─── Records supplied
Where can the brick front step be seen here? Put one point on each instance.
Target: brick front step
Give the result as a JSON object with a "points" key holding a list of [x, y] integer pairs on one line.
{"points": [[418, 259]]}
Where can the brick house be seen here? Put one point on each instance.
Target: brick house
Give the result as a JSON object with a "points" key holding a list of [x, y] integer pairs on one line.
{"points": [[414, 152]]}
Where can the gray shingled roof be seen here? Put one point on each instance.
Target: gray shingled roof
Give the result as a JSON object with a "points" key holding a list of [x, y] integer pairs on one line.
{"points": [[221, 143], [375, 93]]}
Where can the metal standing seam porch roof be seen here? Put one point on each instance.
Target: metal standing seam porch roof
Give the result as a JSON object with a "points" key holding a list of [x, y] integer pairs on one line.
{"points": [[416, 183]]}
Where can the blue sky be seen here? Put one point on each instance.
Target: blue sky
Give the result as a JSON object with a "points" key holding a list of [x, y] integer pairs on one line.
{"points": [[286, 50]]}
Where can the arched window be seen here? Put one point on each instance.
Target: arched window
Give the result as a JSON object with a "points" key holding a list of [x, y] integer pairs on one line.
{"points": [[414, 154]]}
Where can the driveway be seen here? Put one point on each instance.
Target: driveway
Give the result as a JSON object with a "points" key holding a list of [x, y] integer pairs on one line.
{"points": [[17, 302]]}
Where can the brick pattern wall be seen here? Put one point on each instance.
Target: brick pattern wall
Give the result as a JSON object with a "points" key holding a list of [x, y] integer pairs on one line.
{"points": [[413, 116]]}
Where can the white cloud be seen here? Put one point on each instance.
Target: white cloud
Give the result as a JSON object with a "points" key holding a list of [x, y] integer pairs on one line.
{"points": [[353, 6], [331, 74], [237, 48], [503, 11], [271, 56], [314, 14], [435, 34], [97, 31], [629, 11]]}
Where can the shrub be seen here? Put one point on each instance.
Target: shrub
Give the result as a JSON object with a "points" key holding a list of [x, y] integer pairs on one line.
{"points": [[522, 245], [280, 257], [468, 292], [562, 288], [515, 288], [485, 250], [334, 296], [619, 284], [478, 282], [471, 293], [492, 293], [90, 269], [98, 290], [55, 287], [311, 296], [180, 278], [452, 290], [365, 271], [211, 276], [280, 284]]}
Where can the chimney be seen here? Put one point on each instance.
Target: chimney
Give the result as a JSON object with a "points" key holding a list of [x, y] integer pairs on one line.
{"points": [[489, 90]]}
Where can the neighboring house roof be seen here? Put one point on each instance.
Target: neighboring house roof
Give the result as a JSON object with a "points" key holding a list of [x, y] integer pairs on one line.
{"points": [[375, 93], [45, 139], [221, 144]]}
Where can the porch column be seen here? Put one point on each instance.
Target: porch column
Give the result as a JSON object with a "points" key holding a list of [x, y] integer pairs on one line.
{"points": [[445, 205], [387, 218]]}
──────
Reproduce the records above exactly, from the first line to the line that holds "Where can the brick house", inclusive, and omit everything after it.

> Answer below:
Where can the brick front step be seen here? Put one point on each instance.
Target: brick front step
Give the result as a JSON object with a "points" key holding a list of [x, y] integer pairs on one line.
{"points": [[418, 259]]}
Where can the brick house be seen here? Put one point on each instance.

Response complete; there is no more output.